Raw records:
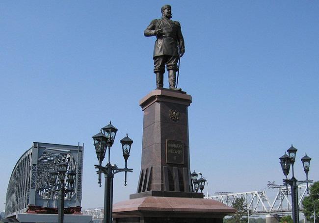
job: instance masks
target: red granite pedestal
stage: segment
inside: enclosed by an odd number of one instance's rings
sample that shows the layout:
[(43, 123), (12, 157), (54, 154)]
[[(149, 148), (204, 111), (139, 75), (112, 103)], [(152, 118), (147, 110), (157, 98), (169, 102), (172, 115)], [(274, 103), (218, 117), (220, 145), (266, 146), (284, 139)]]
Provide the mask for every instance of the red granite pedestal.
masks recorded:
[(140, 101), (144, 111), (142, 164), (136, 193), (113, 206), (114, 223), (222, 223), (235, 210), (194, 193), (187, 108), (191, 96), (166, 89)]

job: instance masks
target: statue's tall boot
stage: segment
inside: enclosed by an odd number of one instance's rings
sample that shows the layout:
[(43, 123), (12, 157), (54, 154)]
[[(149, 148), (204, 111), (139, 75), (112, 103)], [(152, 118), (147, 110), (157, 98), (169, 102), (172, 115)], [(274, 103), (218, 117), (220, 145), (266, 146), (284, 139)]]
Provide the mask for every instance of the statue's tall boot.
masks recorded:
[(156, 74), (156, 88), (161, 88), (163, 87), (163, 74), (160, 72), (155, 73)]
[(175, 91), (182, 91), (181, 88), (176, 88), (175, 83), (176, 81), (176, 71), (170, 70), (168, 71), (168, 83), (169, 83), (169, 89)]

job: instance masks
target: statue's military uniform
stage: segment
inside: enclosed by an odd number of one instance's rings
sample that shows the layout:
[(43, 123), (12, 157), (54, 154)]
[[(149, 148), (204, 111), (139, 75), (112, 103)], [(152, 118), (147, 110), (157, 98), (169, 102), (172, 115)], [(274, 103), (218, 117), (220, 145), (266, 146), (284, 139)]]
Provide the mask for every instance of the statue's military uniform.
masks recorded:
[(144, 35), (156, 36), (153, 57), (154, 73), (156, 74), (156, 87), (160, 88), (163, 86), (163, 74), (166, 65), (168, 72), (169, 88), (181, 91), (181, 88), (175, 87), (176, 72), (178, 70), (178, 60), (184, 54), (185, 46), (180, 23), (170, 19), (172, 18), (171, 10), (170, 5), (163, 5), (160, 9), (161, 19), (153, 20), (144, 31)]
[(182, 34), (181, 25), (163, 17), (153, 20), (144, 32), (145, 36), (155, 35), (156, 29), (161, 29), (163, 35), (158, 35), (154, 45), (153, 59), (154, 73), (165, 72), (165, 64), (167, 70), (177, 71), (179, 58), (178, 47), (185, 51), (184, 39)]

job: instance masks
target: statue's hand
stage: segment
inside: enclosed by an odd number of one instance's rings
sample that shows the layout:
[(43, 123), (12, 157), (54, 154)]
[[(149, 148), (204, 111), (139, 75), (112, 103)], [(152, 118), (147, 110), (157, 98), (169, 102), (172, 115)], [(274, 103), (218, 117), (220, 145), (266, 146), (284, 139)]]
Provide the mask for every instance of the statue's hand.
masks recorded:
[(185, 52), (185, 50), (181, 50), (181, 52), (180, 52), (180, 57), (182, 57), (183, 55), (184, 55)]

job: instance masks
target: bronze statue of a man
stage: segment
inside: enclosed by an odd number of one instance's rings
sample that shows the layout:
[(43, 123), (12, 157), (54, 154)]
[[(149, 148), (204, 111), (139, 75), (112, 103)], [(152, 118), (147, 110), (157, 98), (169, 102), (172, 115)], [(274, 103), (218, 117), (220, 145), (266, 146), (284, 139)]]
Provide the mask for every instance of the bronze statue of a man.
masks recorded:
[(181, 91), (181, 89), (175, 87), (175, 82), (177, 62), (185, 52), (185, 46), (180, 23), (170, 20), (171, 10), (169, 5), (163, 6), (160, 9), (161, 19), (153, 20), (144, 31), (144, 35), (145, 36), (156, 36), (153, 59), (157, 88), (163, 87), (163, 75), (166, 64), (168, 72), (169, 88)]

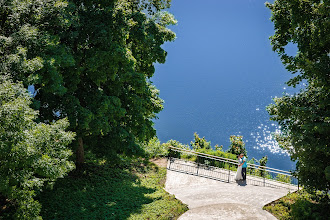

Problem statement: Pick out every line above that contains the string "target", matching case exactly, and copy each one.

Reply to the task:
target: red granite pedestal
target: statue's tall boot
target: statue's military uniform
target: statue's hand
target: bronze statue of a man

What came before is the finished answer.